◆ Aim
Report how many lines in the items below contain the string "peter". Case counts, so give only that number.

━━━ Supplied data

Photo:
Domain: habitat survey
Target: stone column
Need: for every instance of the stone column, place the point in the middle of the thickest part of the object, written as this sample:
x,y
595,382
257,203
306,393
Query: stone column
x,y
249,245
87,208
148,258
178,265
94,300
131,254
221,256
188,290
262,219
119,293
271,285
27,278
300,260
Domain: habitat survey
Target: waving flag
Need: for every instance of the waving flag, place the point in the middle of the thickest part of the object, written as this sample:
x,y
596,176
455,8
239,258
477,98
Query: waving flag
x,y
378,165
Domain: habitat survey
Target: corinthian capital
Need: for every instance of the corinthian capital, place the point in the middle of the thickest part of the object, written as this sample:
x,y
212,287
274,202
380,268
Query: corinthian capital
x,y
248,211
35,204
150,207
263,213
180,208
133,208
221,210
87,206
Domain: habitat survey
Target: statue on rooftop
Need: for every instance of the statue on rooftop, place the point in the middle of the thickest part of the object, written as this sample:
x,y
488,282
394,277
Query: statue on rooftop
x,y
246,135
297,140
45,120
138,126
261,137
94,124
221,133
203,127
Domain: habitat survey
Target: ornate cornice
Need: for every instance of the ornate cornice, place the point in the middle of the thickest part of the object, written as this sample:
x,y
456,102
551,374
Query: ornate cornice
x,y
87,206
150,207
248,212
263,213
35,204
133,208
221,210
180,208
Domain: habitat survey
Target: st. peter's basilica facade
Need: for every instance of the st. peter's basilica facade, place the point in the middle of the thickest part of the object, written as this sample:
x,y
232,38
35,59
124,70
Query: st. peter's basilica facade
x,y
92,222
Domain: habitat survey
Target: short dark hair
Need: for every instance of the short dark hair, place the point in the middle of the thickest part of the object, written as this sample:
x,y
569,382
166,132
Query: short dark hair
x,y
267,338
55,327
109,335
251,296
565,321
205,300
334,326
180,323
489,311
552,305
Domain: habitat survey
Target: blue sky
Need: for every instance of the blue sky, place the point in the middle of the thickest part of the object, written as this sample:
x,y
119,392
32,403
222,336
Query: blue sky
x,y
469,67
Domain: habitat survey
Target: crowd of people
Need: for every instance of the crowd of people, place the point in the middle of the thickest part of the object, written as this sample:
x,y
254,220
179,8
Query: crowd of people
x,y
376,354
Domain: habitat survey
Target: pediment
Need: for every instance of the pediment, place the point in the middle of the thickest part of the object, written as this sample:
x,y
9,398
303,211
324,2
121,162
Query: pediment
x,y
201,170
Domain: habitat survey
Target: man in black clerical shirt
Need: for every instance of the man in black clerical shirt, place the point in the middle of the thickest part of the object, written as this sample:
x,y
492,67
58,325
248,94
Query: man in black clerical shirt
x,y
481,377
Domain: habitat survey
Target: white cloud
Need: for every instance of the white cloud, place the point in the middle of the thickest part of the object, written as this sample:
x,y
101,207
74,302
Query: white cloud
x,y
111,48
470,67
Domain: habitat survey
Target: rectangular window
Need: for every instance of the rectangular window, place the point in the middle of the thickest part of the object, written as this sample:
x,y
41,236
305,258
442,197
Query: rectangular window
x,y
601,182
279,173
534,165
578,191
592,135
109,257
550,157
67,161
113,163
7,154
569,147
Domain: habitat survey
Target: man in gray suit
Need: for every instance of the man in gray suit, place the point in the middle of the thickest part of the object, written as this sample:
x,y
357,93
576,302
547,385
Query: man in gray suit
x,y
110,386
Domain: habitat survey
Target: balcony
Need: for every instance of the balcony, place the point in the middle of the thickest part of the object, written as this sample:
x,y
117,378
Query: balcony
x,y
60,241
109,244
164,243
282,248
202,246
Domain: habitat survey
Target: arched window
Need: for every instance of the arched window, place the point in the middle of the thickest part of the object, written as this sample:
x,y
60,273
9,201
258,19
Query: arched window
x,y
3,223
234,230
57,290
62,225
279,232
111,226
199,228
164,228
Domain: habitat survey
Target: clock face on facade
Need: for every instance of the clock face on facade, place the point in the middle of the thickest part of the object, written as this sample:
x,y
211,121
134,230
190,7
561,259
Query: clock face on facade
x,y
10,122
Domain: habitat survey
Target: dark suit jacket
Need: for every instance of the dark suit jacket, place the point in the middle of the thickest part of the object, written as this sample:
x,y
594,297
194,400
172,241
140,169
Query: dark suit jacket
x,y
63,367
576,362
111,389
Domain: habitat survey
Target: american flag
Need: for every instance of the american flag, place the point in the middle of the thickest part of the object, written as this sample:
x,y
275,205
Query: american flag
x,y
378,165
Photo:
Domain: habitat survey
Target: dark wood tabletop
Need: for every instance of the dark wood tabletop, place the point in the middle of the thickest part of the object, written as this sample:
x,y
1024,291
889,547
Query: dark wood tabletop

━━━━━━

◆ Task result
3